:: Your tasks ::
A) According to the text on the budget deal, how much of the $240 billion in sequestration cuts did the deal undo?
B) The budget deal text quotes a White House fact sheet. List every factor that the fact sheet credits for the improved long-run deficit outlook.
C) Please carry the budget deal text forward, starting after its final sentence.

:: Text section ::

========================================

At current growth rates, the US will not see full employment until 2020 (if then). The budget deal did little (if really anything) to change that. It ended the benefits to the long-term unemployed but didn't put any effort into helping them get jobs.

The budget deal continues the war against public workers happening in states across the country, raising the amount that federal workers have to contribute to their pensions (the equivalent of a payroll tax increase). And this came after federal workers' salaries had been frozen since January 2010.

The budget deal also left the sequestration cuts largely in place. It only undid $63 billion of the $240 billion in cuts. And it extended sequestration cuts for an extra year, to 2022.

Last July, the CBO estimated that sequestration cuts could cost up to 1.6 million jobs in FY2014. With only a partial rollback, many of those jobs will still be lost. And that's only one year.

The budget deal only provided the partial sequestration relief for two years. When those two years are done, the path of sequestration cuts will begin again. Austerity today. Austerity tomorrow. Austerity forever.

And although Obama did not focus on the deficit during his State of the Union address, he did push deficit reduction as a goal in the complementary White House fact sheet:
Investing in Growth While Continuing to Strengthen Our Nation’s Long Term Fiscal Position. Over the past four years the deficit has been cut in half as a share of the economy, falling by 5.7% of GDP, the largest four-year deficit reduction since the demobilization from World War II. The long-run deficit outlook has also improved considerably due to slowing the growth of Medicare while improving solvency and benefits in the Affordable Care Act, a fairer tax code enacted in the 2012 fiscal cliff deal, and discretionary spending which is on track to be the lowest as a share of the economy since Dwight Eisenhower was President. The recent bipartisan Budget agreement undoes some of last year’s damaging cuts to priorities like education and research, and clears the way for Washington to avoid setting back our economy this year with manufactured fiscal crises. The President wants to build on this progress with a growth and opportunity agenda that includes a commitment to strengthening our long-term fiscal position. This entails a commitment by the President to not only pay for all of his new, ongoing initiatives but also to support additional deficit reduction in a balanced manner from pro-growth tax reform that levels the playing field for the middle class and further efforts to reform and strengthen entitlements. This approach will accelerate growth and ensure that the debt is on a downward path as a share of the economy over the next decade and the debt and deficit are stabilized over the longer term.

========================================

:: Record excerpts ::
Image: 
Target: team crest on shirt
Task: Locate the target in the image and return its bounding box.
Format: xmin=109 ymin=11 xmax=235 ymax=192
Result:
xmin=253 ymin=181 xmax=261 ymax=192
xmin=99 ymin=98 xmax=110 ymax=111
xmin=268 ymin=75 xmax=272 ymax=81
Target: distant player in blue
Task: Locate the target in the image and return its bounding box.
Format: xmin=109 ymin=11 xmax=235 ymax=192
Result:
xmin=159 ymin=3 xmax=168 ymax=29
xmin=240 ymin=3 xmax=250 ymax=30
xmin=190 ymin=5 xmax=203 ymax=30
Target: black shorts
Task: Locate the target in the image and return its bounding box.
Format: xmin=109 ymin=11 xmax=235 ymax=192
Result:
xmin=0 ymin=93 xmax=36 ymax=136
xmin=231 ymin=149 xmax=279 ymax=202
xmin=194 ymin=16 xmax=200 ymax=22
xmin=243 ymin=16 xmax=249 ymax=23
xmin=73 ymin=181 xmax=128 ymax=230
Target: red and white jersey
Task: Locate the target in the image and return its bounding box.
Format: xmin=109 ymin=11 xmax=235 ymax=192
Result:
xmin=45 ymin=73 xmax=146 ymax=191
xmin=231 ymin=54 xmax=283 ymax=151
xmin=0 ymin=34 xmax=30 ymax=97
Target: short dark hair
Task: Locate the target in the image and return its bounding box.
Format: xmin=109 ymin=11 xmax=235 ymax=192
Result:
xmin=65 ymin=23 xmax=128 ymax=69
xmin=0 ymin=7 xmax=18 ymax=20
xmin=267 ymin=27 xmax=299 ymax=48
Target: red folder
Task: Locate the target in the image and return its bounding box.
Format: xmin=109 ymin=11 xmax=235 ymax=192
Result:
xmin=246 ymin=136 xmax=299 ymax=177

========================================

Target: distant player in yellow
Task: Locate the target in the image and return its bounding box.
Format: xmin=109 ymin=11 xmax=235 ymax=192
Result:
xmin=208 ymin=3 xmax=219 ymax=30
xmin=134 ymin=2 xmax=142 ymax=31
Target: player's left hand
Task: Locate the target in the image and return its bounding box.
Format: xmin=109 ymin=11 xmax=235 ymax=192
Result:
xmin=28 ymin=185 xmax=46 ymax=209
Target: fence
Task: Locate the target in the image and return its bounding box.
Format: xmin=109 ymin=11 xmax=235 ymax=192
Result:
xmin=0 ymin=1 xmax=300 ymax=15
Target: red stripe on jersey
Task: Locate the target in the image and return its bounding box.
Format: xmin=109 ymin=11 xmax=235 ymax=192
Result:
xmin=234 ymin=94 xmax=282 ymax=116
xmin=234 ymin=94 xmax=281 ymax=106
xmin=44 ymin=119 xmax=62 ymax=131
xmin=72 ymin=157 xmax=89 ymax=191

========================================

:: Answers by item ::
A) $63 billion.

B)
- Slowing the growth of Medicare while improving solvency and benefits in the Affordable Care Act
- A fairer tax code enacted in the 2012 fiscal cliff deal
- Discretionary spending on track to be the lowest as a share of the economy since Dwight Eisenhower was President

C)
The largest four-year deficit reduction since the demobilization from World War II is apparently not enough for Obama.

Over the ensuing two weeks, the House and Senate passed a Farm Bill with $8.7 billion in cuts to food stamps. Some liberals liked to count this as a victory because, although it was clearly sadistic, it was not as sadistic as what the Republicans wanted. What standards! 46 out of the 55 members of the Senate Democratic caucus voted for the bill. Thankfully, the majority of the House Democratic caucus voted against the bill, but 89 Democrats (close to half of the caucus) did vote for it. In his remarks before signing the bill, Obama ignored these cuts and praised the bill as "a bipartisan..bill that is going to make a big difference in communities all across this country." Yes, it will make a difference--but not in the way he's implying.

Obama's FY2015 budget, per the Associated Press, will include $56 billion in expanded programs (half social, half military). The FY2015 spending levels contained in the Murray-Ryan budget only undo $18.4 billion of sequestration cuts, out of the roughly $120 billion set to take place. Even with Obama's Opportunity, Growth, and Security Initiative spending, sequestration cuts will remain deep.  And the BCA spending caps will, of course, remain, regarded with their usual silence.

You aren't winning when the knife isn't going in faster and deeper. You're only winning when it gets taken out.